◆ **What the task asks**
Using the data that follows, give the number of lines in which the word "panasonic" occurs. Write only the number.

*** Opening of Dataset entries ***

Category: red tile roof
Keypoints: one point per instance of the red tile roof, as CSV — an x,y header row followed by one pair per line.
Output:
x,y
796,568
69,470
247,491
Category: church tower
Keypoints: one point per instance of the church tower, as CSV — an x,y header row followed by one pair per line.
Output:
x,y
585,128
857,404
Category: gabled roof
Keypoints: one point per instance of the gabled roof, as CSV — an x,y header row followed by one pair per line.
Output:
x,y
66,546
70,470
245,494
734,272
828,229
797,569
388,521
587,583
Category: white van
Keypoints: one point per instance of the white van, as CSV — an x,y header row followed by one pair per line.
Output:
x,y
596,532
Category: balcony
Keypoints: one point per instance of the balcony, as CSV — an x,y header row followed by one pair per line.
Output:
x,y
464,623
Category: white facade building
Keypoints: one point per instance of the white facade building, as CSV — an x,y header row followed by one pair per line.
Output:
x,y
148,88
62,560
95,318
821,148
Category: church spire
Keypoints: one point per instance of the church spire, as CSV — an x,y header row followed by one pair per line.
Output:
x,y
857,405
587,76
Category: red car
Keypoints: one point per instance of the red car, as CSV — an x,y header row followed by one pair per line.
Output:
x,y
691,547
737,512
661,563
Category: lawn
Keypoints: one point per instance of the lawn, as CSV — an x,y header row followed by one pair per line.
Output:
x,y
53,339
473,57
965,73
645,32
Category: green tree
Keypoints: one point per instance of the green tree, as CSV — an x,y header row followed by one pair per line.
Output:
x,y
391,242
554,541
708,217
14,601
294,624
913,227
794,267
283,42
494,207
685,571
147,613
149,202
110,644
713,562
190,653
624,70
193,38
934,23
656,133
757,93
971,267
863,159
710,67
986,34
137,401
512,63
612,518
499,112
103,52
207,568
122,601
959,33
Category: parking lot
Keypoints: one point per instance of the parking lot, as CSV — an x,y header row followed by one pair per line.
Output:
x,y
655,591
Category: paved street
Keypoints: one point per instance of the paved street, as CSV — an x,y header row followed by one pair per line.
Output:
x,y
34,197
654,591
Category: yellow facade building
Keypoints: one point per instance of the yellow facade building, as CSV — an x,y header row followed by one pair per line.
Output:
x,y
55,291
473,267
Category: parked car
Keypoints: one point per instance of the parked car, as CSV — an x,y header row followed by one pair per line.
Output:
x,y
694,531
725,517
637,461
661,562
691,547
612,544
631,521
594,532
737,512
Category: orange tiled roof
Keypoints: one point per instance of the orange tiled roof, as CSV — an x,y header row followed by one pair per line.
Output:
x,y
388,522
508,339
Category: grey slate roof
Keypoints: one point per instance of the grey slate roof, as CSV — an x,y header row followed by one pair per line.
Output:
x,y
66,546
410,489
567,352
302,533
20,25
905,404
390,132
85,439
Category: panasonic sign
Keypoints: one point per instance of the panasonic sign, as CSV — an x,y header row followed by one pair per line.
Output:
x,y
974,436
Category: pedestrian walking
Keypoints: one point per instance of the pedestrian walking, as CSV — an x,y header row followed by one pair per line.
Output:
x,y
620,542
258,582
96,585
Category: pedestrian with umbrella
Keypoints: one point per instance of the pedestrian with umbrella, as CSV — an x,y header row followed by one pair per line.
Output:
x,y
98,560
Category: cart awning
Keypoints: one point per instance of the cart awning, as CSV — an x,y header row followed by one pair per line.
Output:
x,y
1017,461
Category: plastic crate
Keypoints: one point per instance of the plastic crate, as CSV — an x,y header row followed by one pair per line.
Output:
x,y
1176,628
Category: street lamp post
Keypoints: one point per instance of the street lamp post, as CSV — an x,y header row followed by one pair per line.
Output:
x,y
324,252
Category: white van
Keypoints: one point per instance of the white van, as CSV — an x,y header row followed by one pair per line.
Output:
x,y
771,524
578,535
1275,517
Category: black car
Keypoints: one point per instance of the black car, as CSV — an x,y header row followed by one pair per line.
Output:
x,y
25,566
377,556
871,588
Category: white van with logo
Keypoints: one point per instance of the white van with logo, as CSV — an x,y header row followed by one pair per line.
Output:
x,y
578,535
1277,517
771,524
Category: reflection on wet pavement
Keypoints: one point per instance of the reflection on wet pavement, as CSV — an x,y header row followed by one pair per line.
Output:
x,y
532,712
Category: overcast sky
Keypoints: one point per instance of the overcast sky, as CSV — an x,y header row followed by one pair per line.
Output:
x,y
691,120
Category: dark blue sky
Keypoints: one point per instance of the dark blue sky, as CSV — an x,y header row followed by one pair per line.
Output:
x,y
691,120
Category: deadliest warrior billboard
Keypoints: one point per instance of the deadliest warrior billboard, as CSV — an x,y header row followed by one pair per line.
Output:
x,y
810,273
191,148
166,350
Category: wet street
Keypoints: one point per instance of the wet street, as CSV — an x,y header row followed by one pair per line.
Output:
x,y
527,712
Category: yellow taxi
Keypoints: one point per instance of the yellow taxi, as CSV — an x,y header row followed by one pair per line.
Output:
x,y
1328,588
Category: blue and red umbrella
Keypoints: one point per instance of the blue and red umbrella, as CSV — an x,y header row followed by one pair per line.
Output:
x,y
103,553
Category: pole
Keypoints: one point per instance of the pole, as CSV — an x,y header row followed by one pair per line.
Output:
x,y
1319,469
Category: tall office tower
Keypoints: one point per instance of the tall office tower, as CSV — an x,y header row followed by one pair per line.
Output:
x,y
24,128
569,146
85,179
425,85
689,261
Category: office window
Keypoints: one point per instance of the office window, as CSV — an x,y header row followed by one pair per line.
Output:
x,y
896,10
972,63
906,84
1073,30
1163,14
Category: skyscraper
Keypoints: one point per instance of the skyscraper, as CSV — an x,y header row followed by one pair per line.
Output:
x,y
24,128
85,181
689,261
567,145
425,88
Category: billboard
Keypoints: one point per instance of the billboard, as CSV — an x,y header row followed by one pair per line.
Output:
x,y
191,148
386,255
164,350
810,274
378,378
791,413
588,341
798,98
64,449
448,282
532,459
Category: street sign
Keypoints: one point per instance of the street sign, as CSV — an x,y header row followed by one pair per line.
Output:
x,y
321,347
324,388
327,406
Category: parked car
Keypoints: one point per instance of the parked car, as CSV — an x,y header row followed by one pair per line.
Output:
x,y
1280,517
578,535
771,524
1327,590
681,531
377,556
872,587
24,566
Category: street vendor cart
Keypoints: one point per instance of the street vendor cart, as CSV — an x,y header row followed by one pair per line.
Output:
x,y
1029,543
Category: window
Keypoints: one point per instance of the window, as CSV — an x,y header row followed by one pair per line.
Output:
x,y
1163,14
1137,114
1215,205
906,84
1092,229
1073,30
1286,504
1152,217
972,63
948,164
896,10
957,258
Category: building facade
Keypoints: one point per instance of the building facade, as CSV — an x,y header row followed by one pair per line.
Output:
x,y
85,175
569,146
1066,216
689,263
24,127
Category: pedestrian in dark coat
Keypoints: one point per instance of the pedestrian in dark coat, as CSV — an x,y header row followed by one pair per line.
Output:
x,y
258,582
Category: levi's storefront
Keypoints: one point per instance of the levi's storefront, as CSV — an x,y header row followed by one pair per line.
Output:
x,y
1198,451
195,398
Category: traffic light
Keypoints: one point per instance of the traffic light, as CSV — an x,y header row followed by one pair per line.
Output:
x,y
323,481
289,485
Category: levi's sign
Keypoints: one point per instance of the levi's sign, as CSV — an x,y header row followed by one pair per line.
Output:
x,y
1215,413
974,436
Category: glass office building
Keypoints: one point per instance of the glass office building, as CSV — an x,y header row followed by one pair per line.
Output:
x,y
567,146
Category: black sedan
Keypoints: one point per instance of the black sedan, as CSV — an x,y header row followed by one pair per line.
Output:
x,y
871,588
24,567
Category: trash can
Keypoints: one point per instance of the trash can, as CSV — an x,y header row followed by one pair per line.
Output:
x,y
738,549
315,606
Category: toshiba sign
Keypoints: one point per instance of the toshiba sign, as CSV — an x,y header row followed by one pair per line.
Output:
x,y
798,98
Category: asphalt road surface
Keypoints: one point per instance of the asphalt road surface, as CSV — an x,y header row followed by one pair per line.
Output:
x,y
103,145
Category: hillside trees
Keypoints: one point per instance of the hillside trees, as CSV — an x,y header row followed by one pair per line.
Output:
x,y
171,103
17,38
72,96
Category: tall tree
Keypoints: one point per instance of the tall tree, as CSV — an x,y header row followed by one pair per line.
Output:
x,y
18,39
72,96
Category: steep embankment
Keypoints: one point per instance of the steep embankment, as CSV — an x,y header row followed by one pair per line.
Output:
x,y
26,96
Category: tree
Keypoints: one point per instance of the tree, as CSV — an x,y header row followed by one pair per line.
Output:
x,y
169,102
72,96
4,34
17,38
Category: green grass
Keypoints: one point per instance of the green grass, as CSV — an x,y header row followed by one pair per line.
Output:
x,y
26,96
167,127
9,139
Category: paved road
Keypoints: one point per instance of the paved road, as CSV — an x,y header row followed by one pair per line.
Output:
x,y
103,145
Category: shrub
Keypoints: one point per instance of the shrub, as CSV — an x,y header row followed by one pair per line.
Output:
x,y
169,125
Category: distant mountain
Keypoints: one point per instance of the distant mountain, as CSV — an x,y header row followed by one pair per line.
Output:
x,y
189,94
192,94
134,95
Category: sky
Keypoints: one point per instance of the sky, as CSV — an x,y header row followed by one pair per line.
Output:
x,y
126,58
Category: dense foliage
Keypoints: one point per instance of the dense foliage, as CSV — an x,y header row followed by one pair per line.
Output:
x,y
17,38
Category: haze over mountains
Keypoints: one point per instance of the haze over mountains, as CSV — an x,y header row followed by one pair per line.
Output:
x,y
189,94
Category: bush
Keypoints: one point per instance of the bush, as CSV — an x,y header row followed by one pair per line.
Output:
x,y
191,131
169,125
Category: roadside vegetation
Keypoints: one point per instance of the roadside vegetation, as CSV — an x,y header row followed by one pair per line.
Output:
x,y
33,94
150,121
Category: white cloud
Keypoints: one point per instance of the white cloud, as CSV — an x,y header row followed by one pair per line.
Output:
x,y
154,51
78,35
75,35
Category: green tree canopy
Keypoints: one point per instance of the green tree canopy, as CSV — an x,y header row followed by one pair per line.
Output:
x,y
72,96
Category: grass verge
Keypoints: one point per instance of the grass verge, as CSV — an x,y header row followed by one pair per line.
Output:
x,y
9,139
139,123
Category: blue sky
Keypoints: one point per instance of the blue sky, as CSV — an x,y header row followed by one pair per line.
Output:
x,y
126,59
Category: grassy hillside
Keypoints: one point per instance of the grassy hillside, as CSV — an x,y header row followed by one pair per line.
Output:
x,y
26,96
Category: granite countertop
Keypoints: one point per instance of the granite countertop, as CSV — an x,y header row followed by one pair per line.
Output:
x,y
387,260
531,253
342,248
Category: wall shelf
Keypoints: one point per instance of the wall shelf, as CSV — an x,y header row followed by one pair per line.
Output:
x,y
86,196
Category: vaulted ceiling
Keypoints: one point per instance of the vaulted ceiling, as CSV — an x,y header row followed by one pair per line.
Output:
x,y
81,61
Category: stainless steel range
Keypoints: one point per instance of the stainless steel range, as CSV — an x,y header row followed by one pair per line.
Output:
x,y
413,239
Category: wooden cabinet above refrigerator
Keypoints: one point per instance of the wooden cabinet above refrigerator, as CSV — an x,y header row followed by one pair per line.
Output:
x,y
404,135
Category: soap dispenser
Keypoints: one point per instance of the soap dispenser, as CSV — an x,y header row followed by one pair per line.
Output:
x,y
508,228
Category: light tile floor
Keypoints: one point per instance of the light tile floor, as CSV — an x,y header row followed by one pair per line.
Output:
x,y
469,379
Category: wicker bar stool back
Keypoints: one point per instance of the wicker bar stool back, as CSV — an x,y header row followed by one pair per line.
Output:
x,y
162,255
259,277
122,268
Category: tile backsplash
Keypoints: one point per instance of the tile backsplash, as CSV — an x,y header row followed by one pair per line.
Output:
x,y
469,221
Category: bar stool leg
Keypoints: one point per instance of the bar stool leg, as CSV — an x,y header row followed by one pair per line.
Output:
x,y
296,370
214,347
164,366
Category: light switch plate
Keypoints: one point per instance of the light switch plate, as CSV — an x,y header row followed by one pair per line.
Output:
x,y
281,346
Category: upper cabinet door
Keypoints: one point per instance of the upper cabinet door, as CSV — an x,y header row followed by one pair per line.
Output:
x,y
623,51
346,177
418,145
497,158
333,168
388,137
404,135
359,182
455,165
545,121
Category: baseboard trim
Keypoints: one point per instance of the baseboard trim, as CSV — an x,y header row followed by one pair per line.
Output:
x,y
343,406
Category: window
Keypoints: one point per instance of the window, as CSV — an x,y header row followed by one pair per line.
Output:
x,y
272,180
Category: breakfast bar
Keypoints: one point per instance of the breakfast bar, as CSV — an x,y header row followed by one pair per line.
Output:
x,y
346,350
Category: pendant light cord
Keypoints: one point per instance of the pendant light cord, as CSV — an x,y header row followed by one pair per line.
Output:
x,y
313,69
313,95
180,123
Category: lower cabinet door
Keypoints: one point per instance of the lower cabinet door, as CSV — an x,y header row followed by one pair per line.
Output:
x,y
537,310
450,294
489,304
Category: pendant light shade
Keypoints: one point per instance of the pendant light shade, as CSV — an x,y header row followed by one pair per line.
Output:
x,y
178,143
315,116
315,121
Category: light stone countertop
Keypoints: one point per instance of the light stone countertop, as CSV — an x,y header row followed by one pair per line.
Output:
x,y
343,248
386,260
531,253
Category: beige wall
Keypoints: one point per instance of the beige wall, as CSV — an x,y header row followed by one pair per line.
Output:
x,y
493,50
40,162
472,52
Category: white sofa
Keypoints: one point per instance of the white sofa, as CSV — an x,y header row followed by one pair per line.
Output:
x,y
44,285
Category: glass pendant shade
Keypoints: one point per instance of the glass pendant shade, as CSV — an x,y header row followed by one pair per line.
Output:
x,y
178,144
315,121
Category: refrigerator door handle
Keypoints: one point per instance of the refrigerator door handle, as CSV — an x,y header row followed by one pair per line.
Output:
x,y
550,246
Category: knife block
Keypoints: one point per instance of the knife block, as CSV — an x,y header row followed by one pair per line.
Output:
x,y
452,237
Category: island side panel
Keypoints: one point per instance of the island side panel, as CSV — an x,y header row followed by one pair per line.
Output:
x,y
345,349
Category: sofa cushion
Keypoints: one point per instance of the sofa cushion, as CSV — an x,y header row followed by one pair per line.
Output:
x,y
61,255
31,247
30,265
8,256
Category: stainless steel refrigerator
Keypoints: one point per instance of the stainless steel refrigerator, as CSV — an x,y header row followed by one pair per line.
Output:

*** Close of Dataset entries ***

◆ **Response area**
2